• The exercise: In the Costa Rica overlanding article below, what vehicle did the writer drive on the trip?

Overlanding Costa Rica: Exploring The Roads Less Travelled With A Roof Top Tent

4wd with rooftop tents in costa rica

Picture December of 2022; the Costa Rican summertime (more like dry season) has officially started, and it’s one of the best months to explore the country. It’s warm, but there’s enough breeze to cool you down compared to other months. Costa Ricans are getting prepared for Christmas and New Year’s, so they don’t travel around the country as much, and the stronger waves of tourists are yet to happen. Beaches aren’t that crowded, the rainforest is still humid and green from the rainy season, and the weather is perfect. It’s my favorite month to explore this beautiful country I call home.

It’s been a dream of mine for years to drive as south of the country as I can. I grew up analyzing Costa Rica’s map, and at the southwest part you can see what I used to describe as two legs: the Osa Peninsula and Punta Burica.

Why not try and drive all the way to the very end of Punta Burica? Is it doable? I’m not sure, but I want to see where I can make it. I have been to Peninsula de Osa a few times, by far the most beautiful part of the country, where the jungle meets the ocean. An unbelievable place with some breathtaking nature.

But closer to Punta Burica, I’ve never been there, and it was time to go.

Three friends and I took upon the task of mapping a route to try and get there and explore the area. It meant we needed to use reliable 4×4 vehicles, in my case a 2005 Nissan Patrol, and the other car was a 2009 Toyota Land Cruiser Troopy.

Each vehicle was properly equipped with a small 12v fridge to keep food and drinks fresh, we had portable cooking equipment, shovels, knives, axes, portable lights, portable shower, a suspension system and the right AT tires. Most importantly, each vehicle had a Guana Equipment roof top tent, which allowed us to sleep very, very well during our journey.

Our adventure started in San José, the capital city. The plan was to drive for 7 hours all the way to Playa Pavones, an area quite close to Punta Burica, and from there see if the trip to the most southern point in Costa Rica was achievable.

Then, we’d get back, drive towards Peninsula de Osa, go towards Bahia Drake, back up the peninsula towards Playa Carate and Corcovado National Park, and then back to San José. A 4 nights and 5 days overlanding trip, which required us camping in national parks or beaches, driving through small rivers and muddy roads. A proper adventure.

This is a guest post in our series Discover the Americas

Playa Pavones, Surf & Dine

Our first day meant driving most of the afternoon and early evening, for 7 hours straight through Costa Rica’s famous “costanera” road, essentially the Interamerican highway. We made it to Pavones late at night, and literally set up camp in a random spot we found by the beach.

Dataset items
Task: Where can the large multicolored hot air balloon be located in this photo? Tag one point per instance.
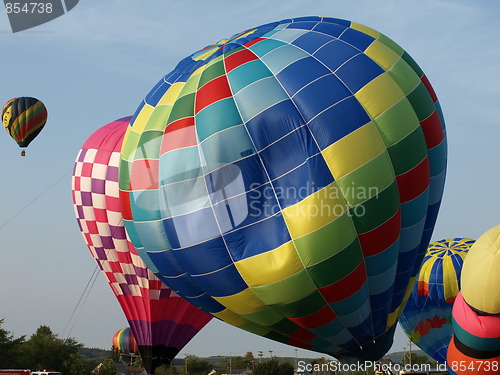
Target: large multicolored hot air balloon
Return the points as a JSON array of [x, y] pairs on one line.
[[287, 180], [161, 321], [475, 346], [426, 318], [124, 341], [24, 118]]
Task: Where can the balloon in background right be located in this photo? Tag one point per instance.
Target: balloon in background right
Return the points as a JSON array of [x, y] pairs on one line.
[[24, 118], [426, 318], [475, 346]]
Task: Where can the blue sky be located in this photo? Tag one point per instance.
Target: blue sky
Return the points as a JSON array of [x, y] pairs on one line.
[[95, 64]]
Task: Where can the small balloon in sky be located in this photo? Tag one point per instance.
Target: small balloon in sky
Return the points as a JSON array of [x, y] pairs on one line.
[[161, 321], [426, 318]]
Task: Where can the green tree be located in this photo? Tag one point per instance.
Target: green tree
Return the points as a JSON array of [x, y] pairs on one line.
[[197, 366], [273, 367], [44, 350], [10, 349]]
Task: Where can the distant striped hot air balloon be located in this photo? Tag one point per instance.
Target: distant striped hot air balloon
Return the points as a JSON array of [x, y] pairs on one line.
[[161, 321], [24, 118], [426, 318]]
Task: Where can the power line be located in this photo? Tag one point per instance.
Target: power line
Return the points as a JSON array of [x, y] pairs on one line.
[[82, 300]]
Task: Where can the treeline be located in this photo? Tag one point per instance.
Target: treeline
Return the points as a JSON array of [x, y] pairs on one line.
[[45, 350]]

• Output of the task: A 2005 Nissan Patrol.